*Passage*

<a href="https://polishmom.com/author/admin/" target="_self">Kasia Polish Mom</a>

Kasia Polish Mom

Polish-born, Chicago-raised, feeding a family of six with babcia’s recipes and a global pantry. I grew up folding pierogi at my grandmother’s kitchen table and never stopped — 15+ years of cooking from scratch, one Sunday dinner at a time. Everything here is tested on four kids, a hungry husband, and the memory of a woman who never measured anything but always got it right.

Babka Piaskowa — The Foolproof Polish Easter Cake

by Kasia Polish Mom | Dessert & Baking, Polish

If baba wielkanocna scares you — and it should scare you a little, because it is a temperamental yeast cake with very specific opinions about temperature and patience — then babka piaskowa is your safe bet. It is the Easter cake that works. Every time. Without drama, without collapsed domes, without the kind of Easter morning tears that happen when your yeast project decides not to cooperate.

Babka piaskowa means “sand cake” and the name is perfect. The texture is fine, dense, and slightly crumbly — like a very good pound cake crossed with a butter cake, but with the specific crumb that comes from potato starch in the mix. That starch is the secret. It absorbs moisture from the butter and eggs and redistributes it through the crumb in a way that produces extraordinary tenderness without any wetness. Each slice breaks clean. The crumb is tight and velvety.

My babcia made both baba wielkanocna and babka piaskowa for Easter. She knew that baba was for the święconka basket and for glory, and babka piaskowa was for eating. She was right. Babka piaskowa is the one the family actually finishes.

Why This Babka Piaskowa Works

The combination of potato starch and flour is the defining technical feature of babka piaskowa. Potato starch creates a more tender, finer crumb than flour alone because the starch granules are smaller and absorb fat differently from wheat starch. The result is a crumb that almost melts in the mouth — dense but not heavy, fine but not dry.

Creaming the butter and sugar thoroughly — minimum 8 minutes — incorporates enough air to give the cake lift without relying on yeast. This is the technique that separates a pale, compact babka from a golden, slightly springy one. The air beaten into the butter-sugar mixture is the leavening, not the baking powder (which is there only as backup). Do not rush the creaming.

Ingredients

For Babka Piaskowa (one large Bundt cake, serves 12)

  • 200g (1.75 cups) plain flour
  • 150g (1.25 cups) potato starch (ziemniaczana mączka)

*Task instructions*
1. Decide whether each statement agrees with the babka passage, answering yes or no and quoting the words that settle it.
(a) Babka piaskowa means "sand cake."
(b) The baking powder is the main leavening in the cake.
(c) The recipe makes one large Bundt cake that serves 10.
2. Answer these questions from the babka passage.
(a) What is the minimum time for creaming the butter and sugar?
(b) How much potato starch does the recipe list, in grams?
(c) Which cake did the babcia keep for the święconka basket?

*Data lines*

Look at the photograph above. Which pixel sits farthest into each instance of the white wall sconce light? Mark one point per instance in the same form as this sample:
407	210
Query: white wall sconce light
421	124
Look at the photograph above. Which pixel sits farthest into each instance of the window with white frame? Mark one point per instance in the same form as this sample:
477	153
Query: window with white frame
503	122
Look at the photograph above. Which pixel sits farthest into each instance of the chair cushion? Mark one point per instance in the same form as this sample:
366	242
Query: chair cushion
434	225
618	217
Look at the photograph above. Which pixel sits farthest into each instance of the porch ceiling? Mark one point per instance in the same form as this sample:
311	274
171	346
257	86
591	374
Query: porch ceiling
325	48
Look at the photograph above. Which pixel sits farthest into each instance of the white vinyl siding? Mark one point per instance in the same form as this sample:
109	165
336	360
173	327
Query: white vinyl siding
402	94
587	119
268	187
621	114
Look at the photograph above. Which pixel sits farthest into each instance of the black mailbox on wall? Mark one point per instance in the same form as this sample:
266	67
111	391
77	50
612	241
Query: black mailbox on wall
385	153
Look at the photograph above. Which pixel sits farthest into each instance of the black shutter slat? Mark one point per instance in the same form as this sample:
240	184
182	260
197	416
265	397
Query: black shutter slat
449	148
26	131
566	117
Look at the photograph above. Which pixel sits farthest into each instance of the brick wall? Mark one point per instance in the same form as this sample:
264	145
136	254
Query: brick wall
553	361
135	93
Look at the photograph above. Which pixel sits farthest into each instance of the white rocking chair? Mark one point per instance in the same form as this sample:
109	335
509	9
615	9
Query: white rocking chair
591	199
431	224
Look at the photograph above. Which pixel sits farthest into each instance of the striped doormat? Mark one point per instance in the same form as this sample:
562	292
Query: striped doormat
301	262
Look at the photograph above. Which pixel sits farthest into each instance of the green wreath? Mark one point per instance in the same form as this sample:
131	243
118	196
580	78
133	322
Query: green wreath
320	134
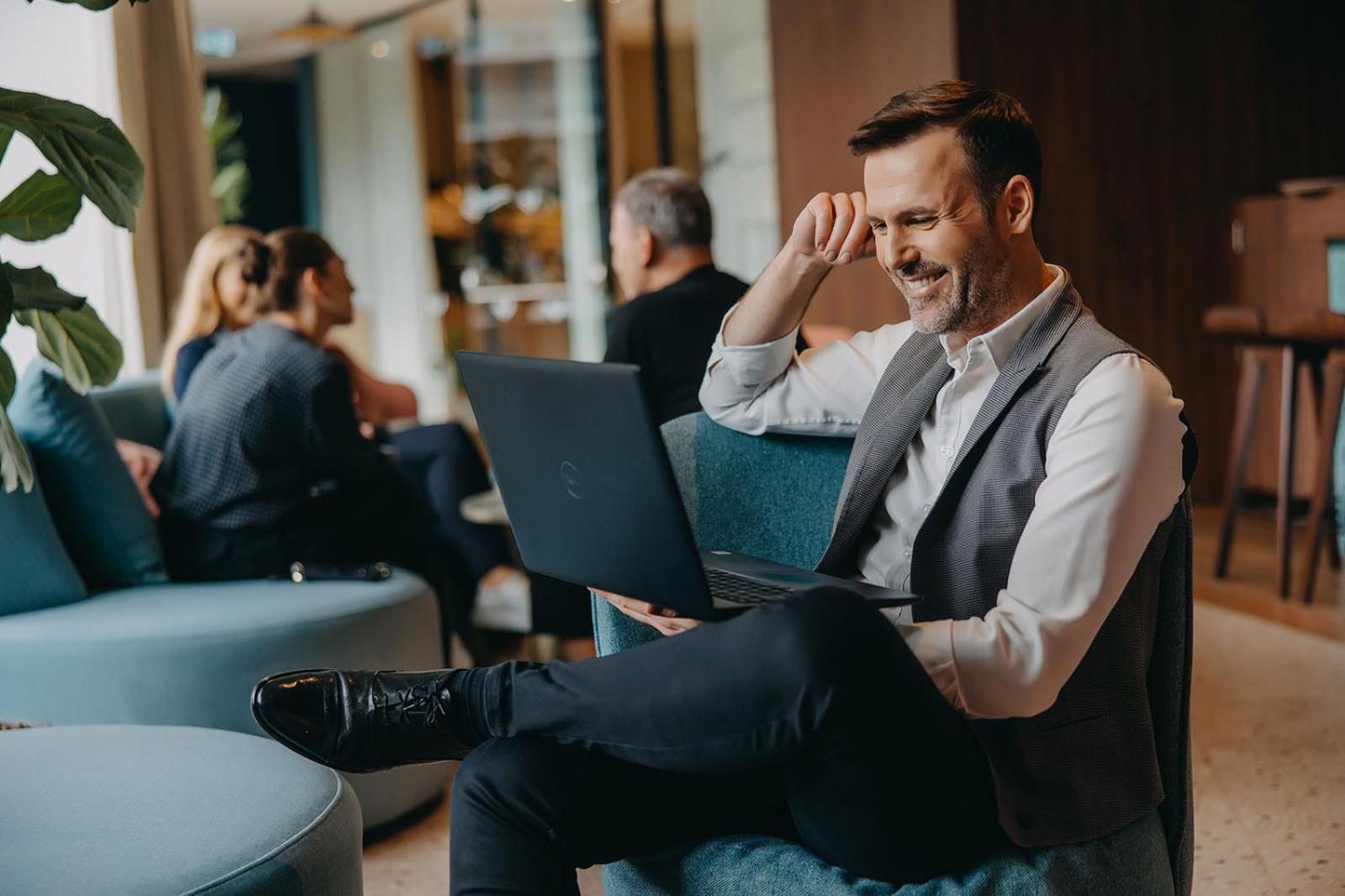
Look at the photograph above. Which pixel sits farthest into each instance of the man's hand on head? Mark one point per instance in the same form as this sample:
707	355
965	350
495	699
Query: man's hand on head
834	229
661	618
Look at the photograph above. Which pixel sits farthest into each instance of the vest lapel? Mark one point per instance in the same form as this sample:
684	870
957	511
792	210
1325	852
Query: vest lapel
903	398
1026	358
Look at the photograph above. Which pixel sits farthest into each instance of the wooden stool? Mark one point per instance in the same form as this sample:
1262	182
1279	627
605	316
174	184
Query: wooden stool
1325	329
1306	338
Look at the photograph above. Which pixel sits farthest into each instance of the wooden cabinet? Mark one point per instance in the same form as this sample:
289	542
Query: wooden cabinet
1279	266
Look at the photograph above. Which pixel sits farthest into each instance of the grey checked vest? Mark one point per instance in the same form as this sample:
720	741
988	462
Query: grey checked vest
1089	764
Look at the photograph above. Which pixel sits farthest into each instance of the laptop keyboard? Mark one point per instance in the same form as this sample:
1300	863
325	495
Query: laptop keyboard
741	591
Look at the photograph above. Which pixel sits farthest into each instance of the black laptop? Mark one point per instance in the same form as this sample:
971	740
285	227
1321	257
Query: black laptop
591	495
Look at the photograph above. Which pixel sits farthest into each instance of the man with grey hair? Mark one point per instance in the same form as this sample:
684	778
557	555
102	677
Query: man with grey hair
661	253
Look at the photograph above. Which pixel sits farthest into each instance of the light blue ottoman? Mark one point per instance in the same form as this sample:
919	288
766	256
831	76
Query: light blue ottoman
145	810
190	654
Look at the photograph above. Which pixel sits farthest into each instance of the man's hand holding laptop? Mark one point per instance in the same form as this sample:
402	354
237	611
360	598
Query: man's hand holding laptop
666	620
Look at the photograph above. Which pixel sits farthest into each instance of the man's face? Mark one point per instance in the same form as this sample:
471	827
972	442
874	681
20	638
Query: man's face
630	252
338	293
932	237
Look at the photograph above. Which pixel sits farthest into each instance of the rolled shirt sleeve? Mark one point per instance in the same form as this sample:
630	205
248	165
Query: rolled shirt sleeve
820	392
1114	472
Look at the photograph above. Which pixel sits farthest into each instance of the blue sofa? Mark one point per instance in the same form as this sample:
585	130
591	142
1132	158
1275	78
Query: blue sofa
188	654
143	810
775	497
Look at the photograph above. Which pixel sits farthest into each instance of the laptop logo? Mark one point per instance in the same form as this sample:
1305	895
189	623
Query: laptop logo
571	479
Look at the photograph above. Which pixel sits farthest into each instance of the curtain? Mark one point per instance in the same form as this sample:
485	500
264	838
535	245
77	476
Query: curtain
161	87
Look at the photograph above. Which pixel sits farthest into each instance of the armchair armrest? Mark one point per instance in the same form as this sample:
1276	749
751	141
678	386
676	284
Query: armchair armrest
614	633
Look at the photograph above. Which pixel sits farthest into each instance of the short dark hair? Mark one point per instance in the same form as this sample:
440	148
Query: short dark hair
672	205
276	262
995	132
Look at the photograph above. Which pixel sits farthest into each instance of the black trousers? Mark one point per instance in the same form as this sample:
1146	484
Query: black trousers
446	467
809	720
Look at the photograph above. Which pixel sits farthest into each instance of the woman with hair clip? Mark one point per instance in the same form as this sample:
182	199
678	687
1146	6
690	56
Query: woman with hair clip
266	466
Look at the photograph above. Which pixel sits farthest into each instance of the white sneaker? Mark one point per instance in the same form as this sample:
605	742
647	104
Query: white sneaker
506	604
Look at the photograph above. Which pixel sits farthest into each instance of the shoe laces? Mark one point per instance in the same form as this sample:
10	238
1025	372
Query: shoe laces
420	705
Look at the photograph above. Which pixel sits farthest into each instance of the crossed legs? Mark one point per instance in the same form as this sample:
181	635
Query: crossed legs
809	720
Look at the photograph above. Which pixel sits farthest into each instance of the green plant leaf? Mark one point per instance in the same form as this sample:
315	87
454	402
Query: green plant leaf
7	378
85	147
78	342
15	466
6	300
40	208
92	4
35	288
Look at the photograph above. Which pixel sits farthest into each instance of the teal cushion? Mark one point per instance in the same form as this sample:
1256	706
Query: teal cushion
35	571
94	503
134	809
1131	862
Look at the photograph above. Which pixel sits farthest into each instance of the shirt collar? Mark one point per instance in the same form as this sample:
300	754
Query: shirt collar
1002	340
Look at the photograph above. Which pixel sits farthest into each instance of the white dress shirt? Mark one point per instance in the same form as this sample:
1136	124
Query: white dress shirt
1113	475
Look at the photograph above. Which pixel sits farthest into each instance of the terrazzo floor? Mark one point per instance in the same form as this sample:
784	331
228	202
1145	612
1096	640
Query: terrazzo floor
1269	736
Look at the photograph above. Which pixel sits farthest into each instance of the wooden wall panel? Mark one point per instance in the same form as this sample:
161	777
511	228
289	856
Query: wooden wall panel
834	65
1154	118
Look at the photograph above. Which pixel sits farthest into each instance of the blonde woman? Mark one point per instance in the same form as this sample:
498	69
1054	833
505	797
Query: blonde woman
214	298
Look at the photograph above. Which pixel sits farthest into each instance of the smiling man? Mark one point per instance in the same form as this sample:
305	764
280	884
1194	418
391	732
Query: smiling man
1015	463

*Task-by-task outputs*
1.
(a) Yes: "Babka piaskowa means “sand cake”"
(b) No: "The air beaten into the butter-sugar mixture is the leavening, not the baking powder (which is there only as backup)."
(c) No: "one large Bundt cake, serves 12"

2.
(a) 8 minutes
(b) 150g
(c) Baba wielkanocna